* BEGIN Text *
GNSS spanning tree and loops. Here, the edges of the selected spanning tree \( \mathcal{G }_\mathrm{st} \) of the graph \( \mathcal{G }\) introduced in Fig. 7 are shown as thick lines. The points of the corresponding subgrid \( {G}_\mathrm{st} \) are shown as large dots. The remaining points of \( {G}\) (the small dots of \( {G}\)) correspond to the (loop-)closure edges (the thin edges of \( \mathcal{G }\)). We then have one loop of order four, and 2 loops of order six: \( ({\mathrm{r}}_2 , \,\mathrm{s}_4, \,{\mathrm{r}}_1, \,\mathrm{s}_1) \), \( ({\mathrm{r}}_3, \,\mathrm{s}_3, \,{\mathrm{r}}_1, \,\mathrm{s}_1, \,{\mathrm{r}}_2, \,\mathrm{s}_2) \,\) and \( \,({\mathrm{r}}_3, \,\mathrm{s}_4, \,{\mathrm{r}}_1, \,\mathrm{s}_1, \,{\mathrm{r}}_2, \,\mathrm{s}_2) \). In \( {G}\), these orders are shown as small numbers

Appendix B: The S-system approach

In this appendix, we give a survey of the general framework of the S-system approach; for further details and related applications, see Baarda (1973), Teunissen (1984), de Jonge (1998), Teunissen and Odijk (2003).

Denoting by \( \mathfrak{E }\) a Euclidean space of dimension \(\text{ n }\), we consider some linear operator \( \mathcal{A }\) from \( \mathfrak{E }\) into \( \mathbb{R }^\mathrm{m} \) with \( \text{ m } \ge \text{ n } \) for example. The problem to be solved in a sense to be defined is governed by a relation of the form

$$\begin{aligned} \mathcal{A }\xi = \gamma \end{aligned}$$

(87)
* END Text *
Given task 1:
In the text, rewrite the paragraph that begins "In this appendix, we give a survey" as a short list that keeps its main facts.
Given task 2:
Reproduce word for word the part of the text starting with "In this appendix, we" and going on through "and Odijk (2003).".
None of this work uses the material.
* BEGIN Supplied information *
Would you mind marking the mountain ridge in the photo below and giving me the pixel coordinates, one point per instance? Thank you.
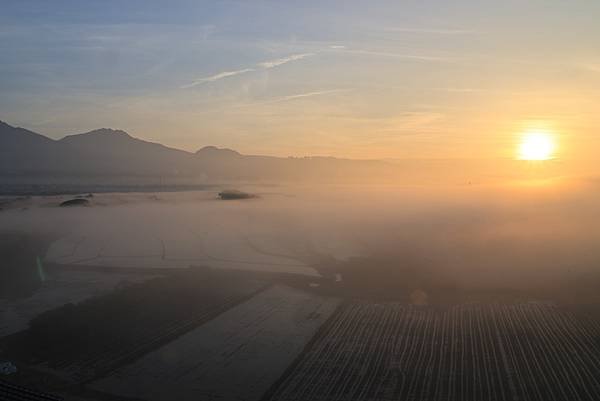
* END Supplied information *
Full solution 1:
- The appendix surveys the general framework of the S-system approach.
- Further details and related applications are in Baarda (1973), Teunissen (1984), de Jonge (1998), and Teunissen and Odijk (2003).

Full solution 2:
In this appendix, we give a survey of the general framework of the S-system approach; for further details and related applications, see Baarda (1973), Teunissen (1984), de Jonge (1998), Teunissen and Odijk (2003).